[Start of section]
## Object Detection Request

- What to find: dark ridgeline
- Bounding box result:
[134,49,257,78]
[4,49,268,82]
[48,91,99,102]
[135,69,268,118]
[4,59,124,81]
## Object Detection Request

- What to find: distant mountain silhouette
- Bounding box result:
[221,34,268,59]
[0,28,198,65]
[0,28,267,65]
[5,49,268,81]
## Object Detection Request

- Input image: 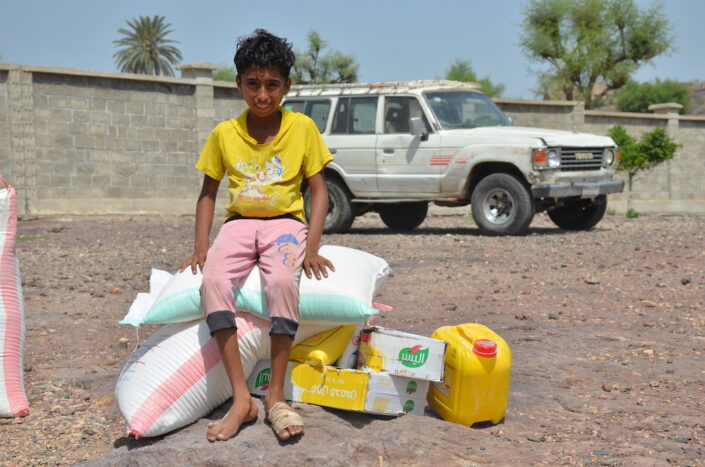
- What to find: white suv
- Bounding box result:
[284,80,623,235]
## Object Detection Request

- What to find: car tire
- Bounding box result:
[378,202,429,231]
[470,173,534,236]
[548,195,607,231]
[304,177,355,234]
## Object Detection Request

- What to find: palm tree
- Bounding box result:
[113,15,183,76]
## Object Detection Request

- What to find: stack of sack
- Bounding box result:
[116,245,392,438]
[0,175,29,419]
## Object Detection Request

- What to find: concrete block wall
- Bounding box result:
[31,72,199,208]
[1,62,703,216]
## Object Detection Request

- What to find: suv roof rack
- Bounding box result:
[288,79,480,97]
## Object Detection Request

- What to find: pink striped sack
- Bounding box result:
[0,175,29,418]
[115,312,332,438]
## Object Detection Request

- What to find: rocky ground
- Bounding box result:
[2,210,703,466]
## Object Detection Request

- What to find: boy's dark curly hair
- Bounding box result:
[234,29,295,79]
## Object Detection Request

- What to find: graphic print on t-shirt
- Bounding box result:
[235,155,284,205]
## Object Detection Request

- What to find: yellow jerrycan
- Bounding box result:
[427,323,511,426]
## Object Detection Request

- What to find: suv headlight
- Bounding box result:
[603,148,616,166]
[547,149,560,168]
[533,148,561,169]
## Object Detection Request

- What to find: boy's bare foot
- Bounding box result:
[207,396,258,442]
[264,396,303,440]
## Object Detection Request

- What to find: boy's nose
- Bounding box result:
[256,85,269,100]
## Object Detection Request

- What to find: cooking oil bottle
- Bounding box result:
[427,323,511,426]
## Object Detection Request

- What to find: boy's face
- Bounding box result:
[236,66,291,120]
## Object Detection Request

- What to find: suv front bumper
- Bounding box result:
[532,179,624,199]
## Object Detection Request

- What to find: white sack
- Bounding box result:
[0,176,28,418]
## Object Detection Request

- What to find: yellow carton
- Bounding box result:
[427,323,511,426]
[248,361,368,411]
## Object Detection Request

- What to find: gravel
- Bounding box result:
[3,211,704,465]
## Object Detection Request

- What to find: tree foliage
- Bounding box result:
[520,0,673,108]
[213,65,235,82]
[616,79,691,114]
[291,30,359,84]
[608,124,679,212]
[445,59,505,97]
[113,15,183,76]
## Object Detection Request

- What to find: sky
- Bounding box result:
[1,0,704,99]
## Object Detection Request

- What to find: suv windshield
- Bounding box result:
[424,91,510,129]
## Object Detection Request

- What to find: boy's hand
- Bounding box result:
[303,253,334,280]
[180,246,209,274]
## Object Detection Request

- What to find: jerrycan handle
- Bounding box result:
[457,325,475,345]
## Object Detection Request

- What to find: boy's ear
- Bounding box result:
[284,78,291,94]
[235,75,241,88]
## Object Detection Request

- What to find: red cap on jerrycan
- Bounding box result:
[472,339,497,357]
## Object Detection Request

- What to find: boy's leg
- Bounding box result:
[257,219,307,440]
[207,328,259,442]
[201,220,259,441]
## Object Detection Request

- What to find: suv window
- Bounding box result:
[332,97,377,134]
[424,91,509,129]
[384,96,431,134]
[283,99,331,133]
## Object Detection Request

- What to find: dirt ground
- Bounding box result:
[2,210,704,466]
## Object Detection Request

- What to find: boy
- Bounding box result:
[180,29,333,442]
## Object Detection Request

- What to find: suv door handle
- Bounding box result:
[383,148,395,154]
[329,148,337,154]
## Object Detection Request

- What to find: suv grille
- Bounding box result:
[560,148,604,171]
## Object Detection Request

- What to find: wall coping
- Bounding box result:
[584,110,669,121]
[0,62,195,86]
[677,115,705,122]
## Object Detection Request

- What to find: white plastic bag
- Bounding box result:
[115,312,333,438]
[0,175,29,418]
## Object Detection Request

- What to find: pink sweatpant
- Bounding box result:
[201,218,307,337]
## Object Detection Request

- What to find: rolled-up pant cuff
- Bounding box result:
[206,310,237,336]
[269,317,298,339]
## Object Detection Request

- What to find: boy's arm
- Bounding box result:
[303,172,334,280]
[180,174,220,274]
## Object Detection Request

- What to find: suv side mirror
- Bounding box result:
[410,117,429,141]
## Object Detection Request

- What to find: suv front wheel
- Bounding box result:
[378,202,428,231]
[304,177,355,234]
[470,173,534,236]
[548,195,607,230]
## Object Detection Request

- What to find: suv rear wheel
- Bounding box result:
[304,177,355,234]
[378,202,428,231]
[548,195,607,230]
[471,173,534,236]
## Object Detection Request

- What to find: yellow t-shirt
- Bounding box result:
[196,108,333,221]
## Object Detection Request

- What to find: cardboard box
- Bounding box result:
[247,360,430,416]
[365,371,429,416]
[357,327,447,382]
[248,360,368,411]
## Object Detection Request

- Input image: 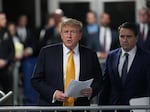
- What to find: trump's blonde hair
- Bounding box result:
[61,18,83,32]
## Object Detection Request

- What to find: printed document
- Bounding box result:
[65,78,93,98]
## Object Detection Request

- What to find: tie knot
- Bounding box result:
[69,50,74,55]
[124,53,129,57]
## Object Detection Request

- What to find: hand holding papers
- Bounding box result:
[65,78,93,98]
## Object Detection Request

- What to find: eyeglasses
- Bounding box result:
[62,30,80,36]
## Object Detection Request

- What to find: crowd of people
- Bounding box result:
[0,6,150,110]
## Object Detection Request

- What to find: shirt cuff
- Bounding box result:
[97,52,101,57]
[52,90,57,103]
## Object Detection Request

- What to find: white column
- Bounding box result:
[0,0,3,11]
[47,0,58,14]
[35,0,41,28]
[135,0,146,22]
[96,0,104,18]
[90,0,103,21]
[136,0,146,10]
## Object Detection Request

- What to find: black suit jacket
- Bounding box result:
[31,43,102,106]
[99,46,150,105]
[0,28,14,68]
[17,27,38,57]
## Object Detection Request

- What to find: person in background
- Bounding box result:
[37,14,55,52]
[8,22,24,60]
[81,11,99,51]
[0,12,15,93]
[137,7,150,51]
[37,14,62,52]
[97,12,119,59]
[7,22,24,105]
[82,12,119,59]
[16,14,39,105]
[99,22,150,112]
[53,8,64,25]
[31,18,102,108]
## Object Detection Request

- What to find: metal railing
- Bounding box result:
[0,105,150,112]
[0,91,13,105]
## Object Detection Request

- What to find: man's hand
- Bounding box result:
[23,47,33,57]
[0,59,7,69]
[97,52,107,59]
[80,87,93,97]
[55,90,68,102]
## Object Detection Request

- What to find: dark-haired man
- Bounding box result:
[99,22,150,111]
[137,7,150,51]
[End of section]
Some lines above contain the word "jerrycan". Copy each of them.

## [FINAL ANSWER]
- What to find: yellow jerrycan
- What to find: jerrycan handle
- What to find: red cap on jerrycan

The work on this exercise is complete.